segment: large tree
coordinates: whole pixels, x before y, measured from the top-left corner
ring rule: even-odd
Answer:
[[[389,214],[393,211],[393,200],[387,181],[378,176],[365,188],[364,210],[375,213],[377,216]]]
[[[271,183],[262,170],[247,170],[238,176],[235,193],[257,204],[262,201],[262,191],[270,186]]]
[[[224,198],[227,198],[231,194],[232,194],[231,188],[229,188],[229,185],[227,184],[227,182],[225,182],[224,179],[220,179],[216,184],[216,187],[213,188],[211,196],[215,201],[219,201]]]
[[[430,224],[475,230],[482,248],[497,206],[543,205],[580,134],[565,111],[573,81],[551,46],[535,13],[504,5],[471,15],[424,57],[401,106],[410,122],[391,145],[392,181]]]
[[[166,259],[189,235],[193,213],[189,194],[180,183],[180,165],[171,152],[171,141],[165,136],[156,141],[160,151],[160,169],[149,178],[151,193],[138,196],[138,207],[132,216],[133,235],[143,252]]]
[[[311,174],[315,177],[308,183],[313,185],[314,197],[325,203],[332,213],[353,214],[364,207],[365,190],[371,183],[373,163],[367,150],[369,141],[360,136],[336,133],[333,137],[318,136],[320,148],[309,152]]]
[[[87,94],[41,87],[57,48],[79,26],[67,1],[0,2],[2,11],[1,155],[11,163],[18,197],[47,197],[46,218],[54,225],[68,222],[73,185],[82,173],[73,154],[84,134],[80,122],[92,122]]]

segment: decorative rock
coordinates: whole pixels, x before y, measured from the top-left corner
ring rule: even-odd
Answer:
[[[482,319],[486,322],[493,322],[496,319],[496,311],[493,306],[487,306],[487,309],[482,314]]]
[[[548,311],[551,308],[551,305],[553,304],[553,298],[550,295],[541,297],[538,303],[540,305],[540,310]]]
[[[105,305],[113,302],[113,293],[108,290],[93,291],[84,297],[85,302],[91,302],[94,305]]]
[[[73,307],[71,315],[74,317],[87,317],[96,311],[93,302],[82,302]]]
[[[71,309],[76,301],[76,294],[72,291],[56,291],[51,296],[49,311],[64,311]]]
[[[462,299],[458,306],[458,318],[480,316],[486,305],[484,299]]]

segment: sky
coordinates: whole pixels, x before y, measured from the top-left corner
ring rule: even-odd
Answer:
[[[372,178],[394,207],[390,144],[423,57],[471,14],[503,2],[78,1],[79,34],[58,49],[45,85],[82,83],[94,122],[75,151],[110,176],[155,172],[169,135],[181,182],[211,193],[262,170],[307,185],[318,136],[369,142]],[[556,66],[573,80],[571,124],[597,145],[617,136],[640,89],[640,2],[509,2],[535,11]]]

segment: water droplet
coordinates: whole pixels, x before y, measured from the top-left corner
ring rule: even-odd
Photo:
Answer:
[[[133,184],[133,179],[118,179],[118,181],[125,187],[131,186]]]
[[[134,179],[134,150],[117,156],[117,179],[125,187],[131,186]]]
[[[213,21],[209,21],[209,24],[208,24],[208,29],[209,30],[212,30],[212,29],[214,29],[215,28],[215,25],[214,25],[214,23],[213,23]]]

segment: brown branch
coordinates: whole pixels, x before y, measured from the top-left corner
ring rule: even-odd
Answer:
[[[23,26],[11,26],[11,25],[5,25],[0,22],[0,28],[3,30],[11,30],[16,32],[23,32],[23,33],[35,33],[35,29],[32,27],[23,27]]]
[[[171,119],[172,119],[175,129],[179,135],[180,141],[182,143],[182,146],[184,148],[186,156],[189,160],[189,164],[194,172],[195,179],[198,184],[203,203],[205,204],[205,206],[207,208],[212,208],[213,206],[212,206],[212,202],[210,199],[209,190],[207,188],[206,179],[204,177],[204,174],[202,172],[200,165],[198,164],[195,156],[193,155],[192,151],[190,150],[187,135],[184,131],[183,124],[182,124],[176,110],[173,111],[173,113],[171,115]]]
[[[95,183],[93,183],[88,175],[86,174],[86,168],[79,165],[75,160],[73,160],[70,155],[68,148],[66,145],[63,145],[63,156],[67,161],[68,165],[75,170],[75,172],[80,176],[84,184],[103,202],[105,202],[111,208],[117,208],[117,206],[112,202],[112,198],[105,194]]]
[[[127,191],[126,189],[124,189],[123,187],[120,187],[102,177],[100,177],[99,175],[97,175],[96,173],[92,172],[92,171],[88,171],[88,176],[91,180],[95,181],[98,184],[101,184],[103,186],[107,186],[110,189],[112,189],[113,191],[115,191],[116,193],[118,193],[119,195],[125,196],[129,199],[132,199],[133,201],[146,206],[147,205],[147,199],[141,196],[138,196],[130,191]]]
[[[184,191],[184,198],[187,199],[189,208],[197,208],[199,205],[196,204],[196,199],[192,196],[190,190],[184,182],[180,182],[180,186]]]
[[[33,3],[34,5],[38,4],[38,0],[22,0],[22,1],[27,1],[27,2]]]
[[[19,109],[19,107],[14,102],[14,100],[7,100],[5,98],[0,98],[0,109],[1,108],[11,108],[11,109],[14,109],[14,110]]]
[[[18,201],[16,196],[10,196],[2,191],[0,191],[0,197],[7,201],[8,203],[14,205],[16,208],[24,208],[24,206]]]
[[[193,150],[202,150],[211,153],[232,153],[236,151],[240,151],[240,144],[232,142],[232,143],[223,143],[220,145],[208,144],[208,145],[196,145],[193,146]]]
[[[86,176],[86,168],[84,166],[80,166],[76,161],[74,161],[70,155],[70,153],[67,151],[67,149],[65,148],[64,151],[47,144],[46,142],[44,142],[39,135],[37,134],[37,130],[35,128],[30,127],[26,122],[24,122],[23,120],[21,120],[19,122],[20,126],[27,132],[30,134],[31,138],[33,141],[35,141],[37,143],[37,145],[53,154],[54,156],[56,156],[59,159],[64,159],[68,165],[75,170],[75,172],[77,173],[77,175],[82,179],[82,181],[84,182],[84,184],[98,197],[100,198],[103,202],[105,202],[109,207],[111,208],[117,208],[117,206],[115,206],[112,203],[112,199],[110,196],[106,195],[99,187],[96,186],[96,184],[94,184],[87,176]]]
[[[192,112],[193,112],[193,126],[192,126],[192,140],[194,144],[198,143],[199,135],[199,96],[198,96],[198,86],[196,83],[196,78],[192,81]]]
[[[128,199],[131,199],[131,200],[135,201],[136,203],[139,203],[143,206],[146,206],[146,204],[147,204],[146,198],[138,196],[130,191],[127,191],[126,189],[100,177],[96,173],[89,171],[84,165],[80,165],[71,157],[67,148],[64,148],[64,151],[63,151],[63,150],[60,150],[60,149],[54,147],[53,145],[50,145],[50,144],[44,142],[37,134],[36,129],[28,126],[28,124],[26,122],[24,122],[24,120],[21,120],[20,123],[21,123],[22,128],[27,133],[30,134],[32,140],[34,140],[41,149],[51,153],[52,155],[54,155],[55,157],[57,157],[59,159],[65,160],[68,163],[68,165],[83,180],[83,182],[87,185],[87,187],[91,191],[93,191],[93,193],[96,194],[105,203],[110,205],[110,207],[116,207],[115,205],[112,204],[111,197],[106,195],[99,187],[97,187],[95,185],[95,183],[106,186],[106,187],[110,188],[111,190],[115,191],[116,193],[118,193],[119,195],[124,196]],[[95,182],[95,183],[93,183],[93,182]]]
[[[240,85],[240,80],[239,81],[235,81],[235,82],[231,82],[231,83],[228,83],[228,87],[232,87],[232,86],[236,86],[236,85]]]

(WORK TASK):
Once you have found every line in the listing that holds the string "segment", copy each of them.

(EXERCISE SOLUTION):
segment: large tree
segment: decorative rock
segment: sky
segment: water droplet
segment: brown branch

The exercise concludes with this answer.